また、上述した特許文献1の透過型海域制御構造物においても、平均海面から構造物の天端が突出しており、水面上の景観の悪化を是正することはできない。また、この特許文献1の透過型海域制御構造物では、特に、堤体に傾斜壁が形成され、コスト高の要因となっている。
【0006】
本発明は、かかる点に鑑みてなされたものであり、所要の消波効果を得ると共に、コスト高を抑制し、しかも、水面上の景観の悪化を是正する海域制御構造物を提供することを目的とする。
【課題を解決するための手段】
【0007】
本発明は、上記課題を解決するための手段として、請求項1に記載した発明は、海岸から離れた海底に、海岸線に沿って配置される海域制御構造物であって、該海域制御構造物は、内部が空洞化されると共に下方が開放される直方体で構成され、陸側壁部が海岸線に沿って配置される箱型ブロックと、該箱型ブロックと略同じ外形で、前記箱型ブロックの下方に配置される中空ブロックとが複数の杭によって海底に固定され、前記箱型ブロックの陸側壁部及び沖側壁部には透過スリットが形成されると共に、その天端壁部には開口部が形成され、また、前記箱型ブロックの天端壁部に平均海面から突出する突設部が形成されることを特徴とするものである。

→ **データ抜粋**:
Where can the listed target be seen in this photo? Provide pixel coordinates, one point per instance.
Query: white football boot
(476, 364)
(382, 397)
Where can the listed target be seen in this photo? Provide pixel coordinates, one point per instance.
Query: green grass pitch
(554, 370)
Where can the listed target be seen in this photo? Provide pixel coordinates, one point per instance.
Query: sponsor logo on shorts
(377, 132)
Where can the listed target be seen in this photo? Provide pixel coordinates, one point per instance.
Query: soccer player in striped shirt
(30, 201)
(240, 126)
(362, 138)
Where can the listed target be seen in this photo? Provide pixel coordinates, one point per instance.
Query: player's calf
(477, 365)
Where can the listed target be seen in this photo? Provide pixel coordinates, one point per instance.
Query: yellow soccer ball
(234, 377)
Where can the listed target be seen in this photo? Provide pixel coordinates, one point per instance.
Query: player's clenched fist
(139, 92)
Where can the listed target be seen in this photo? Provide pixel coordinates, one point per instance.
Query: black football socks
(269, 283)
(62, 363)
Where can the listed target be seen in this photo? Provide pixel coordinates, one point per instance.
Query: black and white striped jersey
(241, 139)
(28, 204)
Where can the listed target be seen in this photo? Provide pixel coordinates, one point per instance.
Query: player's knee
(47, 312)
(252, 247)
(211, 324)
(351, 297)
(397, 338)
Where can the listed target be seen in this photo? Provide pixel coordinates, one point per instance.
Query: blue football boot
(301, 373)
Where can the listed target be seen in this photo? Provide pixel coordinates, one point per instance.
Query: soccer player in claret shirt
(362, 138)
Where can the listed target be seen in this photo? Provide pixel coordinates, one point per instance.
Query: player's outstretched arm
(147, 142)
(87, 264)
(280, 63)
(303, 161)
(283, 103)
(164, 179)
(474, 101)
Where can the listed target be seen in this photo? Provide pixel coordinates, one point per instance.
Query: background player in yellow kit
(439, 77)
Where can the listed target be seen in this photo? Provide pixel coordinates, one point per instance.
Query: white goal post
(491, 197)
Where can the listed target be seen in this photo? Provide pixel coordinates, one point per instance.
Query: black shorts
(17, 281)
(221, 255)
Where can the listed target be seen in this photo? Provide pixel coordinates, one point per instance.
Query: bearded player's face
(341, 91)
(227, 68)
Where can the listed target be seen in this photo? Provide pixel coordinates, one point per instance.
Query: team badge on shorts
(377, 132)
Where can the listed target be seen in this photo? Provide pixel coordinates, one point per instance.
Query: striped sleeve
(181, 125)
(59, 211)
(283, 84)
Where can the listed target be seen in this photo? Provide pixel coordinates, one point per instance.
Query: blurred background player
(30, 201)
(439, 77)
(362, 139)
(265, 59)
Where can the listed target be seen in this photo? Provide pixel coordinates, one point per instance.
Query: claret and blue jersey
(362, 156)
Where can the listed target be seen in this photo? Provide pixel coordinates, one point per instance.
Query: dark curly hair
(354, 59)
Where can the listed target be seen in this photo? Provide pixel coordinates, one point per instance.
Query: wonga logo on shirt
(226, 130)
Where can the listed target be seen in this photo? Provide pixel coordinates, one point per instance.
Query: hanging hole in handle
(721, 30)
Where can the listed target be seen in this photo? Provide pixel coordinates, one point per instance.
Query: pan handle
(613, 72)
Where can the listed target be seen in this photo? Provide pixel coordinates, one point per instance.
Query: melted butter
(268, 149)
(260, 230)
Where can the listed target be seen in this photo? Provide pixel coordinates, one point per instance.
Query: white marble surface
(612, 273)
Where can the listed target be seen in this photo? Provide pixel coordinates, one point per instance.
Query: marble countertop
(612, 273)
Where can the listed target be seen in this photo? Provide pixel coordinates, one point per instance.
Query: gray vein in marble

→ **目的**:
海域制御構造物に関する文書の「また、上述した特許文献1の透」から「を提供することを目的とする。」まで（両端を含む）を、「景観」を「眺望」に書き換えたうえで記してください。

→ **最終結果**:
また、上述した特許文献1の透過型海域制御構造物においても、平均海面から構造物の天端が突出しており、水面上の眺望の悪化を是正することはできない。また、この特許文献1の透過型海域制御構造物では、特に、堤体に傾斜壁が形成され、コスト高の要因となっている。
【0006】
本発明は、かかる点に鑑みてなされたものであり、所要の消波効果を得ると共に、コスト高を抑制し、しかも、水面上の眺望の悪化を是正する海域制御構造物を提供することを目的とする。